- [ENUNCIADO 1]:
Resuma em duas frases a notícia sobre os jovens detidos em Herat.
- [ENUNCIADO 2]:
Troque "jovens" por "rapazes" no trecho da notícia sobre os jovens detidos em Herat que começa em "Grupo foi detido" e termina depois de "do The Times.", e escreva esse trecho de novo.

Taleban prende jovens no Afeganistão por uso de roupas inspiradas na série Peaky Blinders

Grupo foi detido na província de Herat após vídeos viralizarem nas redes sociais e autoridades acusarem os jovens de promover “cultura estrangeira” e violar valores islâmicos

Quatro jovens foram detidos pelo Taleban na província de Herat, no oeste do Afeganistão, por usarem roupas inspiradas na série britânica Peaky Blinders. Segundo as autoridades, os trajes, compostos por casacos longos, coletes, ternos e boinas, violariam os valores islâmicos e promoveriam a chamada “cultura estrangeira”. As informações são do The Times.

Os jovens, identificados como Asghar Husinai, Jalil Yaqoobi, Ashore Akbari e Daud Rasa, ganharam notoriedade nas redes sociais afegãs após a circulação de vídeos que somaram milhões de visualizações. Nas imagens, o grupo aparece caminhando pelas ruas vestindo roupas semelhantes às usadas pelos personagens da família fictícia Shelby, o que levou internautas a apelidá-los de “Jebrail Shelbys”, em referência à cidade onde vivem.

(Imagem:YouTube/Herat-Mic/Captura de tela)

Em entrevista concedida anteriormente ao canal Herat Mic, no YouTube, os jovens afirmaram que a iniciativa não tinha motivação política. Segundo eles, o objetivo era celebrar a moda e, ao mesmo tempo, valorizar trajes tradicionais das diferentes comunidades étnicas do Afeganistão. Os amigos relataram ainda que, inicialmente, receberam reações positivas de moradores locais, que pediam fotos e elogiavam o estilo adotado.

Entradas de dados coletados
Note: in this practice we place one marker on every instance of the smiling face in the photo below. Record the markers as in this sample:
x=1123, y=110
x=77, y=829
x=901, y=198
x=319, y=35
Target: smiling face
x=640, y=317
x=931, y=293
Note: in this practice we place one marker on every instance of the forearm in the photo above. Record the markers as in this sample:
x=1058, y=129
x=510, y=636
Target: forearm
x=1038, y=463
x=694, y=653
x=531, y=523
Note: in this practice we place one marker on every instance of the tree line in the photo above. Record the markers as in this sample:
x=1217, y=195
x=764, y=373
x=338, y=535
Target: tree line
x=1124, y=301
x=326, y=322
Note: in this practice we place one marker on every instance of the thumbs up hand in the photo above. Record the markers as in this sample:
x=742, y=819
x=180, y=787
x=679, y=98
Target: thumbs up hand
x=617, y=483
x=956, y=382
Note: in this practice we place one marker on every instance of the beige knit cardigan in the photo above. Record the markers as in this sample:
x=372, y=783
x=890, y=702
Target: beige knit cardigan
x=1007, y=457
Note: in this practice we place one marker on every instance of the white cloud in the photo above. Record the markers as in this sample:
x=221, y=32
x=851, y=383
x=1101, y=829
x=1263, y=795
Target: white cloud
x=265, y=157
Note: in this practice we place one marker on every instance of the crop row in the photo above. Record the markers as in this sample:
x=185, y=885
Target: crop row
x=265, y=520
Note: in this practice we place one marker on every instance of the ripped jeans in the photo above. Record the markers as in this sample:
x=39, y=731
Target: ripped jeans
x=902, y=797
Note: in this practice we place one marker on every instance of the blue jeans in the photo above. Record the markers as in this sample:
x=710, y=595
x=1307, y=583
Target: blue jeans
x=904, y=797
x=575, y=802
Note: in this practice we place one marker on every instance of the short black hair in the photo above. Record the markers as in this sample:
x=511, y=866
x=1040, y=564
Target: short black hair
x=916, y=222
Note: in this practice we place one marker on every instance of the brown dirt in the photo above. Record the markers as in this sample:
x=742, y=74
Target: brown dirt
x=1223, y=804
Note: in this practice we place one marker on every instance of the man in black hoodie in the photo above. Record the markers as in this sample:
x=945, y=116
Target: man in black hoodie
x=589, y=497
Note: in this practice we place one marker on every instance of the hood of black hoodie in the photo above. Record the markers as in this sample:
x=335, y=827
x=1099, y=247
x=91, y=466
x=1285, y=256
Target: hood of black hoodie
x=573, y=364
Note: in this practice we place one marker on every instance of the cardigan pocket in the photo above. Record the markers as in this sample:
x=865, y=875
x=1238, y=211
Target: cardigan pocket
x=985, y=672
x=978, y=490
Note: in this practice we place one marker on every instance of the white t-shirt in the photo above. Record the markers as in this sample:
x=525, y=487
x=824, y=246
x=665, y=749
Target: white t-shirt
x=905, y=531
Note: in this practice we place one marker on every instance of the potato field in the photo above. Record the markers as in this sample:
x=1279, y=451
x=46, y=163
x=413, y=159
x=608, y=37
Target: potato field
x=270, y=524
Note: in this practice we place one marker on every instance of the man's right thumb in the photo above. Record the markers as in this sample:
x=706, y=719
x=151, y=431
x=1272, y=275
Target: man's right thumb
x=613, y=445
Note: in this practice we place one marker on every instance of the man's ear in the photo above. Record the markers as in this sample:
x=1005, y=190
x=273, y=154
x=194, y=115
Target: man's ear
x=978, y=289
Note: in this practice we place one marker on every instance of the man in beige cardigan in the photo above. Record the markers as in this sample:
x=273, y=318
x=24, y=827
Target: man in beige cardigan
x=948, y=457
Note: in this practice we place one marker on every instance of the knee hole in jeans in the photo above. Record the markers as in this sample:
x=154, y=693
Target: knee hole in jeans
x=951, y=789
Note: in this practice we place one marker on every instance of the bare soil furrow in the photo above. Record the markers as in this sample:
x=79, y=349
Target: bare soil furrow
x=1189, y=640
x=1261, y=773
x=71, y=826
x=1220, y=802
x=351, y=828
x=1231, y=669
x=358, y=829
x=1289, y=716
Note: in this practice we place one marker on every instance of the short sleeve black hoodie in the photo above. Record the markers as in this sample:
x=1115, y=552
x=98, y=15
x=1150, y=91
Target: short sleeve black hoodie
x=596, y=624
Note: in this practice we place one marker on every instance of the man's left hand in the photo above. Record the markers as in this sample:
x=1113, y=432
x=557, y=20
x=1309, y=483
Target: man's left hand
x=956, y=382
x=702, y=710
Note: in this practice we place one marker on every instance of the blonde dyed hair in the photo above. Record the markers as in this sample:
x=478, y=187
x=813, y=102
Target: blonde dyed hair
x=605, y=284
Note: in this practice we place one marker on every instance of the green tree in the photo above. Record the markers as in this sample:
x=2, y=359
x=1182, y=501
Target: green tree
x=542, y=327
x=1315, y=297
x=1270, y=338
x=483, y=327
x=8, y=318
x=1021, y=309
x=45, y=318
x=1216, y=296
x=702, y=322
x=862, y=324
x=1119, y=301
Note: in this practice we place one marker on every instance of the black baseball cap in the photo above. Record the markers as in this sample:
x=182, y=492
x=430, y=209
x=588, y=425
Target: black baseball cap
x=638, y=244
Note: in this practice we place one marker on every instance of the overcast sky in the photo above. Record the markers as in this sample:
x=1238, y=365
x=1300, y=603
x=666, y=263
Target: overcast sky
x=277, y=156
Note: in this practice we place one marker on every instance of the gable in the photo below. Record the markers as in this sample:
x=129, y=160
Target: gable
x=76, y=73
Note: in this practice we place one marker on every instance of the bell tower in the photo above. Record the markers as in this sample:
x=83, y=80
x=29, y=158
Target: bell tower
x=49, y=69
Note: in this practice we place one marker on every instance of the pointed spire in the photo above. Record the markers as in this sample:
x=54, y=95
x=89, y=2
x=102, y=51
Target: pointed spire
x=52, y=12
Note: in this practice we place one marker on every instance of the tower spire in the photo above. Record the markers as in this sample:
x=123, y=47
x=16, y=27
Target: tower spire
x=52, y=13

- [RESPOSTA 1]:
Quatro jovens foram detidos pelo Taleban na província de Herat, no Afeganistão, por usarem roupas inspiradas na série Peaky Blinders, que, segundo as autoridades, violariam os valores islâmicos e promoveriam a "cultura estrangeira". O grupo ficou conhecido por vídeos com milhões de visualizações nas redes sociais, e os jovens disseram que a iniciativa não tinha motivação política.

- [RESPOSTA 2]:
Grupo foi detido na província de Herat após vídeos viralizarem nas redes sociais e autoridades acusarem os rapazes de promover “cultura estrangeira” e violar valores islâmicos

Quatro rapazes foram detidos pelo Taleban na província de Herat, no oeste do Afeganistão, por usarem roupas inspiradas na série britânica Peaky Blinders. Segundo as autoridades, os trajes, compostos por casacos longos, coletes, ternos e boinas, violariam os valores islâmicos e promoveriam a chamada “cultura estrangeira”. As informações são do The Times.